Return only the line containing "Where can you spot the orange" and each line after it, exactly as written, through the end of the records.

Records provided section start

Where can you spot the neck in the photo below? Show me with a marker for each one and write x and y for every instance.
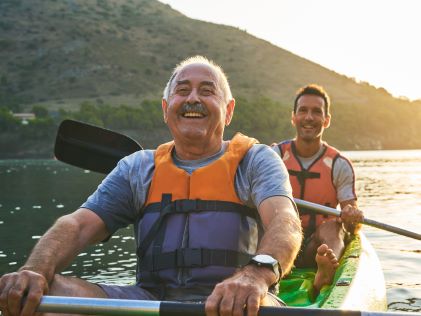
(307, 148)
(196, 151)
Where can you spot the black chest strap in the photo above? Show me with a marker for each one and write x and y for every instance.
(194, 258)
(303, 175)
(188, 206)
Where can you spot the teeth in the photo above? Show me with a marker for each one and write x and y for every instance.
(193, 114)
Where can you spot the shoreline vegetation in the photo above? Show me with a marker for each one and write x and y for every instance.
(106, 62)
(262, 118)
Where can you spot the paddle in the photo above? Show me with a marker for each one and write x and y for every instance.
(84, 146)
(102, 306)
(91, 147)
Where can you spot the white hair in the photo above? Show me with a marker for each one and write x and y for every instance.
(221, 77)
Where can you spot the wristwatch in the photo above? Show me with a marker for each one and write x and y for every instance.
(263, 260)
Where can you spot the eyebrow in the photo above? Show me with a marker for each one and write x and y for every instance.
(203, 83)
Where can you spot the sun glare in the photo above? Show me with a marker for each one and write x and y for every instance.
(374, 41)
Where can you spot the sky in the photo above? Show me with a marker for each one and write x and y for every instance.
(376, 41)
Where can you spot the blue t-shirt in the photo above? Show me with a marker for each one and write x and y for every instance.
(121, 195)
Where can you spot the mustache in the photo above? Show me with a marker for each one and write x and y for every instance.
(194, 107)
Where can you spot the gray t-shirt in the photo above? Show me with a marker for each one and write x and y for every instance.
(343, 174)
(122, 194)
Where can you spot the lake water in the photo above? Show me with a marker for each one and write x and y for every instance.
(34, 193)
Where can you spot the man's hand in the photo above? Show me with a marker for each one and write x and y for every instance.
(351, 217)
(18, 285)
(246, 289)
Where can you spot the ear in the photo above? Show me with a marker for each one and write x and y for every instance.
(326, 123)
(164, 105)
(293, 118)
(230, 112)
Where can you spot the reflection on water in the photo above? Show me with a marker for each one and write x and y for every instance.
(389, 191)
(34, 193)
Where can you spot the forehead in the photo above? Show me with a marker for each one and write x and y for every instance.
(197, 73)
(311, 100)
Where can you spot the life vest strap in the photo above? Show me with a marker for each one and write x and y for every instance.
(195, 206)
(303, 175)
(194, 258)
(188, 206)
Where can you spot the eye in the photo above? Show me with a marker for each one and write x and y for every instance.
(182, 90)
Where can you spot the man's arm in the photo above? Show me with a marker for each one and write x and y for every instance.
(53, 253)
(249, 286)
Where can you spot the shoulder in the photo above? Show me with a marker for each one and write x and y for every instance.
(262, 157)
(343, 165)
(140, 160)
(261, 151)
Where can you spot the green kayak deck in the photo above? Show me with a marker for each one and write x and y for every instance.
(358, 283)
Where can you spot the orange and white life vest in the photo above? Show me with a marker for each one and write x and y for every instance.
(314, 184)
(194, 230)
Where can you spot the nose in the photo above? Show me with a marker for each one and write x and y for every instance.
(309, 115)
(193, 97)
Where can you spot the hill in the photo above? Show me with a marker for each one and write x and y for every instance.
(61, 53)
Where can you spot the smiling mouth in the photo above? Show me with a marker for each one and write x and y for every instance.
(193, 115)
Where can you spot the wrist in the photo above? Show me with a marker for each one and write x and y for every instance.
(47, 275)
(264, 262)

Records provided section end

**Output**:
Where can you spot the orange and white life vest in the photo above? Show me with a marker for each one and write x and y for every instance.
(314, 184)
(194, 230)
Where can you spot the nose in the photo above? Show me with a marker for each one and write x and y for every instance.
(309, 115)
(193, 97)
Where can you spot the hill in the photo above? Show me with a marker for each one and write x and y for every instance.
(61, 53)
Where can you spot the smiling mouth in the photo above? Show me with a marker for each one and write x and y for every instance.
(193, 115)
Where can you spot the wrist in the photo above? Show me with a marker for each one and write x and y for every instance.
(47, 275)
(264, 262)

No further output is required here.